**SUPPLIED TEXT**

***

Restaurant information
- Established: 1958; 68 years ago in Los Angeles, California, United States
- Owners: Rena Poulos and son Jim Poulos
- Previous owners: George and Rena Poulos
- Food type: Breakfast and lunch food served until mid-afternoon
- Location: 6710 S La Tijera Blvd, Westchester, Los Angeles, California, United States
- Other information: The building is one of the best preserved examples of Davis' Googie designs; The restaurant has been featured in films such as xXx and Bewitched.;
- Website: www.panns.com

= Pann's =

Restaurant in Los Angeles, USA

Pann's is a coffee shop restaurant in the Westchester neighborhood of Los Angeles, California, known for its history, role in movies, and distinctive architecture. The restaurant was opened by husband and wife George and Rena Poulos in 1958. It is also known for its neon sign, Googie architecture, and 1950s decor. The building and its iconic neon sign were designed by architects Eldon Davis and Helen Liu Fong of the Armet & Davis architectural firm. Pann's remains one of the best preserved examples of Davis' Googie designs, according to the Los Angeles Times.

Like many coffee shops it serves breakfast and lunch until mid-afternoon (closed for dinner) every day. The restaurant also serves "blue-plate specials," complete meals that vary daily.

Pann's includes an angular edifice and large plate glass windows and has been described as having "the classic coffee shop architecture". It was designed by Helen Liu Fong, who also designed the Holiday Bowl, Johnie's coffee shop, and the original Norms Restaurant. She included tropical landscaping in the design, and was part of the firm of Armet & Davis that one commentator refers to as "the Frank Lloyd Wright of 1950s coffee shops." Pann's is currently owned by George and Rena's son Jim Poulos. Rena Poulos died at age 100 in 2017. Ed Begley, Jr. told a story about running into César Chávez at Pann's in the 1980s.

Pann's was featured in a story in the Los Angeles Times, "Going on a hunt for Googie architecture," which noted the restaurant's tilted roof and geometric sign, tropical plants, checkerboard tile floor, and exposed, rustic stone walls indoors and out, and full-wall glass windows wrapping around the restaurant. Pann's celebrated its 50th anniversary in 2008.

==Recognition==
- Winner of the Los Angeles Conservancy Preservation Award
- Pann's has operated under a number of snappy mottoes, including "Just Food, Service and Rock & Roll."
- The restaurant has been featured in films such as xXx, Next, and Bewitched
- Contrary to popular belief, Pulp Fiction was not filmed at Pann's; it was filmed at another restaurant owned by the Poulos family, Holly’s, in Hawthorne.

***

**MATERIAL**
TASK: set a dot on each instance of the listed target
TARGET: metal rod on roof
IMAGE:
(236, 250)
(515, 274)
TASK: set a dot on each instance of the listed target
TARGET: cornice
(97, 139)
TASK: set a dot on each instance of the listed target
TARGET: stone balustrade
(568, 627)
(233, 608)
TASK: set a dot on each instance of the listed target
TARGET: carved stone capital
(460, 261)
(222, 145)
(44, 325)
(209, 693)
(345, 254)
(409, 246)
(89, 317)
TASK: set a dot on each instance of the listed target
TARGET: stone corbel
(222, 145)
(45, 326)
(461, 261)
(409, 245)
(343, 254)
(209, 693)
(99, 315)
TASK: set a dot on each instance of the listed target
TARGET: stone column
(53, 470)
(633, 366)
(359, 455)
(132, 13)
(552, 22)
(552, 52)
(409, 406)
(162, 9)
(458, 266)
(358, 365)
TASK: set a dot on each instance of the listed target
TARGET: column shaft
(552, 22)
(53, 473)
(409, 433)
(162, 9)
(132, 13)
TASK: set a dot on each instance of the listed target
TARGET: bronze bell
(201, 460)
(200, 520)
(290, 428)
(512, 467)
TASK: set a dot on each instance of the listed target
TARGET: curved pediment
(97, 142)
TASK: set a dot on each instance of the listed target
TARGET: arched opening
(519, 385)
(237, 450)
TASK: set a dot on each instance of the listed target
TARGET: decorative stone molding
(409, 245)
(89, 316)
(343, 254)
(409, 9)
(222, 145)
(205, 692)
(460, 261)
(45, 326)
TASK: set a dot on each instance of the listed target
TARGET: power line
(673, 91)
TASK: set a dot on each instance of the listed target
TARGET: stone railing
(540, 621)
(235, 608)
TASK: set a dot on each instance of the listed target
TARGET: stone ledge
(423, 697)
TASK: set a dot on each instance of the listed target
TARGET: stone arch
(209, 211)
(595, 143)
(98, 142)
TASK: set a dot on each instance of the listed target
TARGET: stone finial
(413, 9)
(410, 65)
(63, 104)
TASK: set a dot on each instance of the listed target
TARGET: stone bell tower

***

**INSTRUCTIONS**
a) Translate this sentence from the Pann's text into Spanish: "The restaurant was opened by husband and wife George and Rena Poulos in 1958."
b) From the Pann's text, extract the part that opens with the words containing "Restaurant in Los" and closes with "Los Angeles Times.".
c) List every other establishment that the Pann's text says Helen Liu Fong designed.

**SOLUTIONS FOR EACH TASK**
a) El restaurante fue abierto por el matrimonio George y Rena Poulos en 1958.

b)
Restaurant in Los Angeles, USA

Pann's is a coffee shop restaurant in the Westchester neighborhood of Los Angeles, California, known for its history, role in movies, and distinctive architecture. The restaurant was opened by husband and wife George and Rena Poulos in 1958. It is also known for its neon sign, Googie architecture, and 1950s decor. The building and its iconic neon sign were designed by architects Eldon Davis and Helen Liu Fong of the Armet & Davis architectural firm. Pann's remains one of the best preserved examples of Davis' Googie designs, according to the Los Angeles Times.

c)
- Holiday Bowl
- Johnie's coffee shop
- the original Norms Restaurant